▸ **What to do**
From first line to last, copy the listing exactly and omit its pictures.

══ Supplied data ══

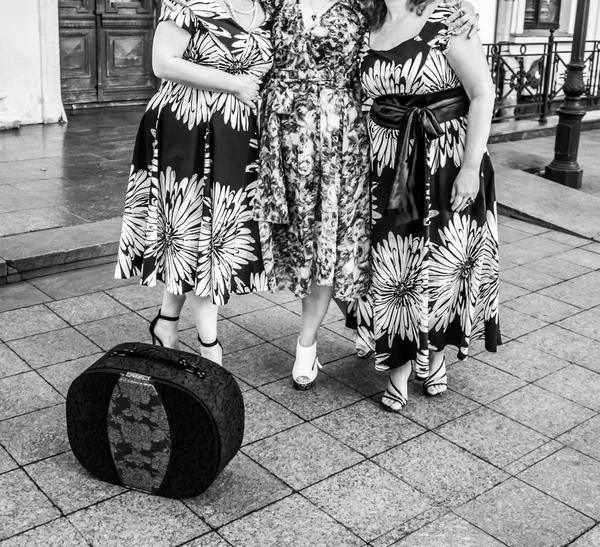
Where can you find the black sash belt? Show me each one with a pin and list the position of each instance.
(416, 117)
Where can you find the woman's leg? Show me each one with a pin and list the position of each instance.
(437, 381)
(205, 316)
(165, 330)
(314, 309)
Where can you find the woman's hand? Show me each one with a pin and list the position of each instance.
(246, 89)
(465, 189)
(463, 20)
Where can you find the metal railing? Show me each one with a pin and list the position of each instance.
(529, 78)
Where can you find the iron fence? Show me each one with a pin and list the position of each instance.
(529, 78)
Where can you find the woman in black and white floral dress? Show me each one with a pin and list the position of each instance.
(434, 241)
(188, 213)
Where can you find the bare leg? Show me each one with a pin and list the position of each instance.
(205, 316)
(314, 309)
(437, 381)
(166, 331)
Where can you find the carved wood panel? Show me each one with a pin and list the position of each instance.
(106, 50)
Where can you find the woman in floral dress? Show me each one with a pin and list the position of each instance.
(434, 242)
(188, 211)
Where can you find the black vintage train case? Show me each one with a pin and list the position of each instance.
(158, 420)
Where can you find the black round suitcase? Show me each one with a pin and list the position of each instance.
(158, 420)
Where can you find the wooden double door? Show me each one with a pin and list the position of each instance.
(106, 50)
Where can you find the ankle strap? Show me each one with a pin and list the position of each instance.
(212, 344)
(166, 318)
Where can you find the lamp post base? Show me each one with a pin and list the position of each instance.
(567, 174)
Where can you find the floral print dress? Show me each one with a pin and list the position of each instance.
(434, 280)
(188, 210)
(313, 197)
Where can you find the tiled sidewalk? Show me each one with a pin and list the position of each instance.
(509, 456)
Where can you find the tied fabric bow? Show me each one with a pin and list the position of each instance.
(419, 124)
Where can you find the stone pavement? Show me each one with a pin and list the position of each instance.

═══

▸ **Answer space**
Where can you find the black sash belt? Show me each one with a pin and list the position of each instance.
(416, 117)
Where can you find the woman's leg? Show me each one with a pin and list the position of each instance.
(437, 381)
(205, 316)
(165, 330)
(314, 309)
Where can you find the woman's hand? Show me each one with a pin and list the position of each instance.
(246, 89)
(465, 189)
(463, 20)
Where can you find the metal railing? Show me each one with a pin and list the position of each instance.
(529, 78)
Where can you find the iron fence? Show me each one with a pin and list the position of each instance.
(529, 78)
Where can you find the woman in black and white floral dress? Show me each one with a pin and list the position of each instance.
(434, 241)
(188, 213)
Where can you find the bare leg? Show me each one with a pin and list the position of each instance.
(205, 316)
(314, 309)
(437, 381)
(166, 331)
Where can you find the carved wood panel? Show me each one with a pin and list the position of each instance.
(106, 50)
Where can you find the woman in floral dress? Show me each one with a pin and list the position of each instance.
(434, 242)
(188, 211)
Where can you find the black vintage train case? Show me each one with a pin and list the position of each instance.
(158, 420)
Where can you find the black round suitcase? Show me each one with a pin and list the position of each instance.
(158, 420)
Where can you find the wooden double door? Show me each one with a pin and list the position of each instance.
(106, 50)
Where can you find the ankle strap? Show me each one with a pin and list the position of each instance.
(212, 344)
(166, 318)
Where can you find the lamp post base? Show me each one with a pin and list the position of each instance.
(567, 174)
Where can you find the floral print dress? Show me each one with a pin and list the position of each instance.
(434, 280)
(188, 210)
(313, 197)
Where can you find the tiled sidewalk? Show me each one with a pin and list the position of each instance.
(509, 456)
Where can you find the tied fabric bow? Show me each one with a pin and list the position of each instance.
(419, 124)
Where can you find the stone pavement? Show me each one with a pin and list the position of each instance.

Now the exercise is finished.